■ Document extract ■
※

Mr. Barrow has been engaged in this
anxious, painful, and unresting work these
twelve long yearsfirst in Norfolk Island,
then in Van Diemen's Land, finally placed over
Pentridge Stockade, the head-quarters of all
the penal establishments of the colony. Of
all public officers, there is probably not one
whose duties are so full of sleepless anxieties,
and so imperfectly appreciated (partly
because they are but little known), as those he
performs with such rigid constancy.

I have taken a stroll round the outskirts
of the Stockade, and, while gazing over the
swampy fields, now wearing the green tints
of the fresh grass of winter which is near at
hand, and thence turning my gaze to the
bush in the distance, with its uncouth and
lonely appearance, I hear the jingle of chains
to the left of where I am standing, and
presently I see winding round the road a gang
of convicts on their way to work at a bridge.
They are succeeded by another gang; and, at
the same interval, by a third. I am instantly
and forcibly reminded of the string of
convicts whom Don Quixote met and set at
liberty, driving away their guards, taking off
their fetters, and making them a noble
speech; in return for which they ran off
scoffing and hooting, and saluting their deliverer
with a volley of stones. I never before felt
so strongly the truthfulness of this scene.
Here are a set of men who would have done
and who would this very day dothe same
thing to any eccentric philanthropist in a
broad-brimmed hat who should set them free
and make them an address on liberty and
humanity. So true may fiction be in the
hands of genius.

Other convict establishments have been
alluded to, which consist of two smaller
stockades, and the hulks which are lying in
Hobson's Bay. The stockades being
conducted in the same manner as the one just
described, it will be unnecessary to particularize
them, but I at once accept Mr. Barrow's
obliging offer to take me on board the prison
ships. We mount his gig and drive off.

On the way to Melbourne, through the
bush, I ask many questions of the Superintendent
as to the growth of corn and cabbages
the latter, with other vegetables, being
expensive luxuries in Melbourne. I also ask
if the convicts can be trusted with edge tools,
out of sight of the guards, or in sight? Is a
funeral of one of them at all a melancholy
sight to the others? and so forth. To these
questions, I only receive monosyllabic replies,
and often no reply; I half expect to get an
answer from the distant bell. The
Superintendent scarcely hears me; his mind is
away at Pentridge, or on board one of his
hulks. We pass through Melbourne, cross
the bridge, and make our way along the
muddy road to Liardet's Beach. I am indiscreet
enough to ask a few more questions,
but the anxious and absorbed look of the
Superintendent shows me that he is absent
from the gig, drive as well as he may, and I
give it up. We arrive at the beach, and put
off in the Government boat.

It is a long pull, and by no means a very
lively one, for it is pretty clear that everybody
in the boat feels a certain sort of cloud over
his spirits from the serious business all are
upon; but the sky is clear and bright, and I
am soon in quite as absent a state as my friend
the Superintendent, though it is probable that
our thoughts are not in the same direction.

※

■ Records ■
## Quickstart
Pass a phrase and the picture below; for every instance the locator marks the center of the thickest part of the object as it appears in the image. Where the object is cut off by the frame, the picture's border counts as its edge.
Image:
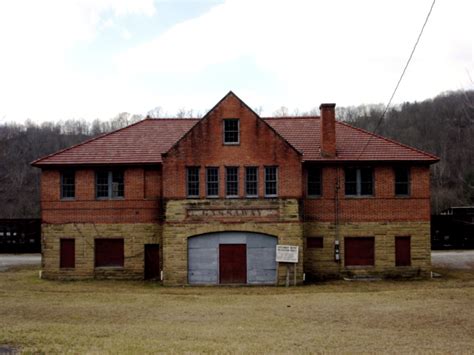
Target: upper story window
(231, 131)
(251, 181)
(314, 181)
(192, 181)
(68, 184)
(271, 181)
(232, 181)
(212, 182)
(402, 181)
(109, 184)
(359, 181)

※

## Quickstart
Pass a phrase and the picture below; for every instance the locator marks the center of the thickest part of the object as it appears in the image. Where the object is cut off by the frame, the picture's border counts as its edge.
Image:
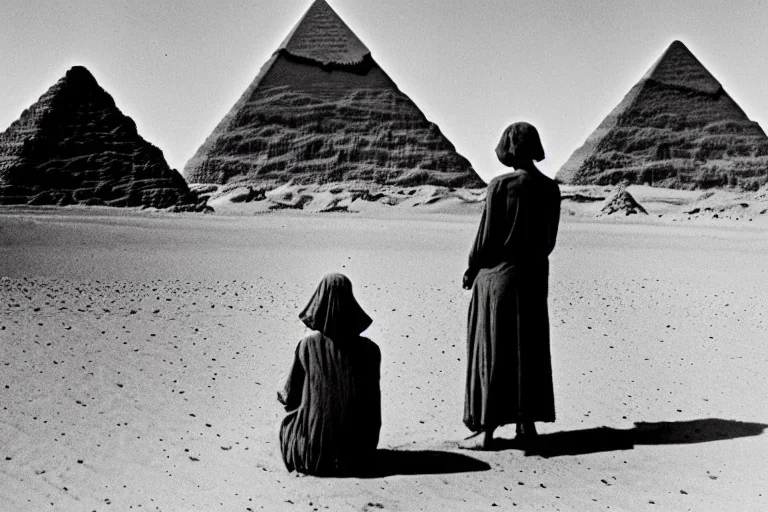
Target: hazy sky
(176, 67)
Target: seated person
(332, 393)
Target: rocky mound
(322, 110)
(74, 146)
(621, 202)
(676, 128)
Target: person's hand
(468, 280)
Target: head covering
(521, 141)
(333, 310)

※

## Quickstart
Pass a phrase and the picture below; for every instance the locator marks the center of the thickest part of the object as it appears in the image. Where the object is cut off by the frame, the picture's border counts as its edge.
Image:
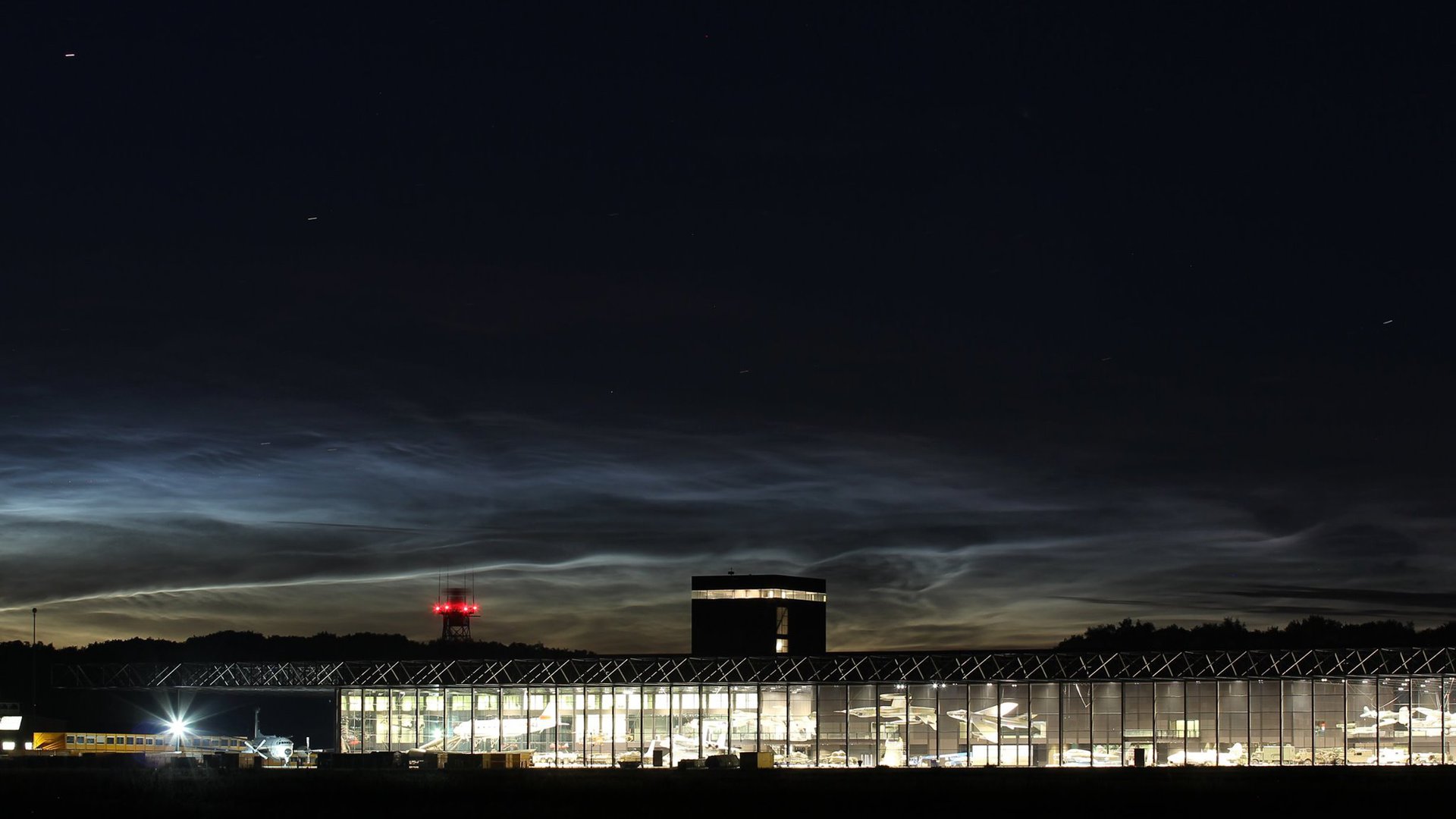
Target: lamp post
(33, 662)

※

■ Problem ■
Translate this sentence from the Pentridge Stockade passage into French: "The Superintendent scarcely hears me; his mind is away at Pentridge, or on board one of his hulks."

■ Result of the task ■
Le surintendant m'entend à peine ; son esprit est à Pentridge, ou à bord de l'un de ses pontons.